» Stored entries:

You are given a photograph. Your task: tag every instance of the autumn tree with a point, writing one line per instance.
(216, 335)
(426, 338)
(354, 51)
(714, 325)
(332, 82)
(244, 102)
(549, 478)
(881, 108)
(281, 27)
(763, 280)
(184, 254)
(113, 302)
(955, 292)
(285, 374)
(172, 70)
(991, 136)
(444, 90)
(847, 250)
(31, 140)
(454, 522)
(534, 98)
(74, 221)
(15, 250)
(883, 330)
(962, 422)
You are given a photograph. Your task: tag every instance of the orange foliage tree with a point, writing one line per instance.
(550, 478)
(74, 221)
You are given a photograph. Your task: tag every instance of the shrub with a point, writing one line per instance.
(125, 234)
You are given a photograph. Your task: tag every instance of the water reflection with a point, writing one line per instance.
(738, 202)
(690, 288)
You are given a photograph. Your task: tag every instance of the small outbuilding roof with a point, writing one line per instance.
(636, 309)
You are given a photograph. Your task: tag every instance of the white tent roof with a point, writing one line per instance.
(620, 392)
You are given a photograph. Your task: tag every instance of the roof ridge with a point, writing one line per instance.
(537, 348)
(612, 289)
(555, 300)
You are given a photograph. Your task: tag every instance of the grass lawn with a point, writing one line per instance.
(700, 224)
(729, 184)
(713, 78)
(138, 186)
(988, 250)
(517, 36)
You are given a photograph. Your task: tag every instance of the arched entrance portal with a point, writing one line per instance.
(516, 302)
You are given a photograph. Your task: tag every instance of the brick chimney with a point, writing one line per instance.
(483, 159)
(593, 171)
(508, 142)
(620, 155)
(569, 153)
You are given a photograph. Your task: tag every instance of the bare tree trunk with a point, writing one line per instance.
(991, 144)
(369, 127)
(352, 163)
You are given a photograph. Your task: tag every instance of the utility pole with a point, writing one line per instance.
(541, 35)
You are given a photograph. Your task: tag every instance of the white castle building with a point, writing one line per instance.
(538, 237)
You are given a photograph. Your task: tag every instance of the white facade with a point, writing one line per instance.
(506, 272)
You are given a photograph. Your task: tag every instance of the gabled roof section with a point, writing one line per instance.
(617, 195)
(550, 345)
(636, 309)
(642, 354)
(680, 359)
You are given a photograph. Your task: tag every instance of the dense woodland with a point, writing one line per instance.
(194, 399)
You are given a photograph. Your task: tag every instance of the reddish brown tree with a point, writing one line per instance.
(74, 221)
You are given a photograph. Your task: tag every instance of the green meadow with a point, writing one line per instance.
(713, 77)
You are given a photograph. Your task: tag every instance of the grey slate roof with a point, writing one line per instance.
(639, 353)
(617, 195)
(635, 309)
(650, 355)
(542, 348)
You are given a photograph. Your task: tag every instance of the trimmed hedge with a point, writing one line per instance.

» Goal:
Rewrite the items from the line containing "of the bare" up to and including the last line, keeping the requests as they are. Change each point coordinate in the answers by adding -58 to it.

» Solved exercise:
You are given a photograph. Your task: tag every instance of the bare tree trunk with a point, writing one line per instance.
(933, 86)
(311, 69)
(294, 105)
You are given a photograph. Your task: tag every instance of the utility pole with a point, writing one line per instance.
(483, -23)
You are given a photograph. Your task: tag every instance of the white castle building with a point, writing one line per instance.
(480, 179)
You are given a photograph. Your task: tag every instance of the white facade with a point, writing one line per instance.
(448, 214)
You are given a photograph. Your task: tag every instance of the gabled roof section with a point, writing one line per instance.
(559, 137)
(492, 287)
(578, 251)
(584, 296)
(622, 301)
You are given a photograph. Your task: tag every instance of the dense woodland with a point, writing one line per instance.
(136, 341)
You are given a photograph. Your task: tag every instance of the reddish brown tree with a point, writing one line per instance.
(16, 163)
You are given a photograph. Your task: tag every instance of the green meadow with a point, writing one line per instance.
(655, 19)
You are given a photograph. Your task: tag every instance of the grey slate roof with a point, writing one line per instance.
(581, 295)
(559, 137)
(577, 251)
(592, 297)
(484, 290)
You are given a photograph. Your task: tag every instance of the trimmed hedge with a point, writing one line per instance.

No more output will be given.